[Provided material — start]

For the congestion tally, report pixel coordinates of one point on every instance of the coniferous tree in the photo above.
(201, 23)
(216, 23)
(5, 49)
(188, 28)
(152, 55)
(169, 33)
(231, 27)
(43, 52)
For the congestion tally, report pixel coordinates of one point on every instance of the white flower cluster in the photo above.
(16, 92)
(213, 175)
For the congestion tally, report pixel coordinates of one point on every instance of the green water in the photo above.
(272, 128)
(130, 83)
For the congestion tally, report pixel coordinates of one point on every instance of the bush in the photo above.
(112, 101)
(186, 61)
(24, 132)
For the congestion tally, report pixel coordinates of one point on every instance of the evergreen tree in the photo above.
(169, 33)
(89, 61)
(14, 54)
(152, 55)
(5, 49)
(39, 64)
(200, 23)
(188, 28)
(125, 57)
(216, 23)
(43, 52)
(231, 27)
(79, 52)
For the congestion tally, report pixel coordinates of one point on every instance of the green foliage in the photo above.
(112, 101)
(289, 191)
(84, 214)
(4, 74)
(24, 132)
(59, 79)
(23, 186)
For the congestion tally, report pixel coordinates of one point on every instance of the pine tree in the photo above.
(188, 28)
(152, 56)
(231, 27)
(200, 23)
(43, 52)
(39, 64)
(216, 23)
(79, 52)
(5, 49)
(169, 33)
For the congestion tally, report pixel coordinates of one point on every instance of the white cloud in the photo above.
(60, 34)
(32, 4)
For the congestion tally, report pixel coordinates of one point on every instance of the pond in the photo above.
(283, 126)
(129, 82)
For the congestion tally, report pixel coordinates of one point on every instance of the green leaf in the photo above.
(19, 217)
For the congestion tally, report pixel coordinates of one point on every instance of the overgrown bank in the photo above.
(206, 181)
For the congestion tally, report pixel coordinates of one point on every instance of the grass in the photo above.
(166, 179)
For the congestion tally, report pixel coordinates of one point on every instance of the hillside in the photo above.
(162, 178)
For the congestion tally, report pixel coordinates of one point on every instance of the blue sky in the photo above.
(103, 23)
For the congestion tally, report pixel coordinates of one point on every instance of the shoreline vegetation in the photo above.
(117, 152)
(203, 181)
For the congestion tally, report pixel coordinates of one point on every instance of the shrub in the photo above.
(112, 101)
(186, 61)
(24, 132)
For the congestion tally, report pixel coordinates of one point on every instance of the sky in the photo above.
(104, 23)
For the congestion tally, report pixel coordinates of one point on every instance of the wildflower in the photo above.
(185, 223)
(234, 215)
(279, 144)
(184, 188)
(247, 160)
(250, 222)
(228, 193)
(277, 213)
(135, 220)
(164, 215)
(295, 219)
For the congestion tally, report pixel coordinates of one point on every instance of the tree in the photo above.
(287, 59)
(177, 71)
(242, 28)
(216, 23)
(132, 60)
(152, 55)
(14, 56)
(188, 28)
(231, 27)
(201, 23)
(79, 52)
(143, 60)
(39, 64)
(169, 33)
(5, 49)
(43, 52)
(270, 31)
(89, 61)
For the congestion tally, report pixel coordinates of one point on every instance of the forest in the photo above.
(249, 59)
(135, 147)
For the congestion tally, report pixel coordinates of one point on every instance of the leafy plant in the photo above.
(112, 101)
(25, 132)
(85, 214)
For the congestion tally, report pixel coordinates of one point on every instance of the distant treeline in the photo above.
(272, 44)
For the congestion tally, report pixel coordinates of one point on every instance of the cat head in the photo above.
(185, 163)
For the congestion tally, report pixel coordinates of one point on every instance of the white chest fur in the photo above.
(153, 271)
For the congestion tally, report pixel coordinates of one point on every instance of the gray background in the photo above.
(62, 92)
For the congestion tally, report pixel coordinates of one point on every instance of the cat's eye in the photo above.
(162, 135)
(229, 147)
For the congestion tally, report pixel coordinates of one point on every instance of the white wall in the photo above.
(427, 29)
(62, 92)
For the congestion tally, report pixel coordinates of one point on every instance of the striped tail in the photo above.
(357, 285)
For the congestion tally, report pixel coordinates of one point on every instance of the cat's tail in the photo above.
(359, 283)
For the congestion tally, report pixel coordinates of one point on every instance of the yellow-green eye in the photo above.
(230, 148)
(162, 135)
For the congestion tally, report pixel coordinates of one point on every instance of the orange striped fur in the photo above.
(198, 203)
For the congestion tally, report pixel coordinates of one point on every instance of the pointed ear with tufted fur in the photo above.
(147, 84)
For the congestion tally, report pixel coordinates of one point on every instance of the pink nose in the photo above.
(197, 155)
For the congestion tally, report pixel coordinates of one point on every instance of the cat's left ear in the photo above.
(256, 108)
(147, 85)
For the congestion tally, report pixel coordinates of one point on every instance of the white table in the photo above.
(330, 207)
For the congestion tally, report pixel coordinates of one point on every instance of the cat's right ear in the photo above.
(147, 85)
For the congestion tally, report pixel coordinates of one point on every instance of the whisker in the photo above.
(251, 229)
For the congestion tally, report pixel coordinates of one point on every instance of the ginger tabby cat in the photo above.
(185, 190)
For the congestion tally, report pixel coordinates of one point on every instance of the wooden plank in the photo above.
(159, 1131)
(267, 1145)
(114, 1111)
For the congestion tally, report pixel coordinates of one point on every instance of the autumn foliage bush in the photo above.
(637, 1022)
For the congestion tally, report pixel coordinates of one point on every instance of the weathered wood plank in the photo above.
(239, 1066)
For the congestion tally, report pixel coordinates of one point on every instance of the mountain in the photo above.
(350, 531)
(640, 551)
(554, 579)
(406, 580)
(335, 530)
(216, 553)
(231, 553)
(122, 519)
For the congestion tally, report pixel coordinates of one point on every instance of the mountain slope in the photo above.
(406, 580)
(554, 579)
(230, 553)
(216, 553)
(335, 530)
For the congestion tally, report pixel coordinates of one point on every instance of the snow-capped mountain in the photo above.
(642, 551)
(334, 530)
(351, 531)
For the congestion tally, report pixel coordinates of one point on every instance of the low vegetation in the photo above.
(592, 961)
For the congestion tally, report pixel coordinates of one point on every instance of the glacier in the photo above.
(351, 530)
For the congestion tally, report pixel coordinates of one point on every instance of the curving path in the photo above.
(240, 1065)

[Provided material — finish]

Exercise goal:
Your task is to repeat every entry above exactly.

Result:
For the congestion tally, report pixel coordinates of one point on every instance of the coniferous tree in the photo above.
(201, 23)
(216, 23)
(5, 49)
(188, 28)
(152, 55)
(169, 33)
(231, 27)
(43, 52)
For the congestion tally, report pixel coordinates of one point on every instance of the white flower cluster in the photo above.
(16, 92)
(213, 175)
For the congestion tally, report pixel coordinates of one point on every instance of the green water in the photo above.
(272, 128)
(130, 83)
For the congestion tally, report pixel coordinates of one point on every instance of the bush in the photo above.
(112, 101)
(186, 61)
(24, 132)
For the congestion tally, report pixel coordinates of one point on every instance of the evergreen tree in the photo above.
(169, 33)
(89, 61)
(14, 54)
(152, 55)
(5, 49)
(39, 64)
(200, 23)
(188, 28)
(125, 57)
(216, 23)
(43, 52)
(231, 27)
(79, 52)
For the congestion tally, report pixel coordinates of one point on every instance of the green foliage in the photo above.
(112, 101)
(289, 191)
(84, 214)
(4, 74)
(24, 132)
(59, 79)
(23, 186)
For the congestion tally, report pixel coordinates of one point on every instance of the pine tree in the photo above.
(188, 28)
(152, 56)
(231, 27)
(200, 23)
(43, 52)
(39, 64)
(216, 23)
(79, 52)
(5, 49)
(169, 33)
For the congestion tally, report pixel coordinates of one point on every instance of the white cloud in the photo above.
(60, 34)
(32, 4)
For the congestion tally, report pixel coordinates of one point on every instance of the pond in the photo above.
(283, 126)
(129, 82)
For the congestion tally, report pixel coordinates of one point on every instance of the green leaf in the photo above.
(19, 217)
For the congestion tally, report pixel coordinates of one point on every instance of the overgrown bank in the photo above.
(206, 181)
For the congestion tally, report pixel coordinates of one point on every instance of the grass in the photo above.
(166, 179)
For the congestion tally, report pixel coordinates of one point on every instance of the hillside in the photo above.
(162, 178)
For the congestion tally, report pixel coordinates of one point on every instance of the blue sky in the photo above.
(103, 23)
For the congestion tally, report pixel coordinates of one point on every instance of the shoreline vegetation in the photo above.
(117, 152)
(203, 181)
For the congestion tally, report pixel coordinates of one point on every instance of the shrub in the photo above.
(112, 101)
(186, 61)
(24, 132)
For the congestion tally, report pixel coordinates of one point on every instance of the sky in the photo above.
(104, 23)
For the congestion tally, report pixel coordinates of one point on every instance of the wildflower in the photo above.
(185, 223)
(234, 215)
(279, 144)
(184, 188)
(247, 160)
(250, 222)
(228, 193)
(277, 213)
(135, 220)
(164, 215)
(295, 219)
For the congestion tally, report pixel coordinates of one point on every instance of the tree in the photo above.
(287, 59)
(177, 71)
(242, 28)
(216, 23)
(132, 60)
(152, 55)
(14, 56)
(188, 28)
(231, 27)
(201, 23)
(79, 52)
(143, 60)
(39, 64)
(169, 33)
(5, 49)
(43, 52)
(270, 31)
(89, 61)
For the congestion tally, report pixel coordinates of one point on every instance of the forest in the photo above.
(249, 59)
(135, 147)
For the congestion tally, report pixel coordinates of one point on every instance of the leafy plant in the photo above.
(112, 101)
(25, 132)
(85, 214)
For the congestion tally, report pixel coordinates of one point on every instance of the distant treeline in the photo above.
(272, 44)
For the congestion tally, report pixel coordinates of one point on every instance of the cat head in the photo above.
(185, 163)
For the congestion tally, report pixel coordinates of one point on every instance of the white chest fur in the photo above.
(153, 271)
For the congestion tally, report pixel coordinates of one point on every instance of the gray background in the photo above.
(62, 92)
For the congestion tally, report pixel coordinates of one point on every instance of the cat's eye in the photo above.
(162, 135)
(229, 147)
For the congestion tally, report pixel coordinates of one point on every instance of the white wall in the photo above.
(427, 29)
(62, 92)
For the congestion tally, report pixel coordinates of one point on every instance of the striped tail in the photo above.
(357, 285)
For the congestion tally, report pixel coordinates of one point on every instance of the cat's tail in the photo above.
(359, 283)
For the congestion tally, report pixel coordinates of one point on every instance of the yellow-green eye in the photo above.
(230, 148)
(162, 135)
For the congestion tally, report pixel coordinates of one point on every instance of the orange striped fur in the photo above.
(198, 203)
For the congestion tally, report pixel coordinates of one point on every instance of the pointed ear with tufted fur in the photo above.
(147, 84)
For the congestion tally, report pixel coordinates of one point on every instance of the pink nose in the photo above.
(197, 155)
For the congestion tally, report pixel coordinates of one point on every instance of the cat's left ear in the photo above.
(256, 108)
(147, 85)
For the congestion tally, report pixel coordinates of one point on every instance of the white table in the photo above.
(330, 207)
For the congestion tally, report pixel coordinates of one point on every instance of the cat's right ear in the photo above.
(147, 85)
For the congestion tally, report pixel coordinates of one point on every instance of the whisker in the photo above.
(251, 229)
For the congestion tally, report pixel coordinates of one point on every instance of the ginger tabby cat in the photo above.
(185, 190)
For the congestion tally, report pixel coordinates of one point on every instance of the wooden plank in the photo above.
(159, 1131)
(267, 1145)
(114, 1111)
For the congestion tally, report pixel coordinates of one point on every instance of the autumn foliage bush in the photo above.
(637, 1022)
For the congestion tally, report pixel coordinates of one point on every instance of the weathered wood plank in the photo above.
(239, 1066)
For the congestion tally, report pixel coordinates of one point on every instance of the mountain in the photo above.
(350, 531)
(640, 551)
(554, 579)
(406, 580)
(335, 530)
(216, 553)
(231, 553)
(122, 519)
For the congestion tally, report pixel coordinates of one point on every instance of the mountain slope in the photo above.
(406, 580)
(554, 579)
(230, 553)
(216, 553)
(335, 530)
For the congestion tally, report pixel coordinates of one point on every instance of the snow-capped mountain in the photo above.
(642, 551)
(334, 530)
(351, 531)
For the congestion tally, report pixel coordinates of one point on every instance of the low vegetation in the photo above.
(592, 961)
For the congestion tally, report pixel coordinates of one point on every instance of the glacier in the photo above.
(351, 530)
For the congestion tally, report pixel coordinates of one point on every instance of the curving path in the photo above.
(240, 1065)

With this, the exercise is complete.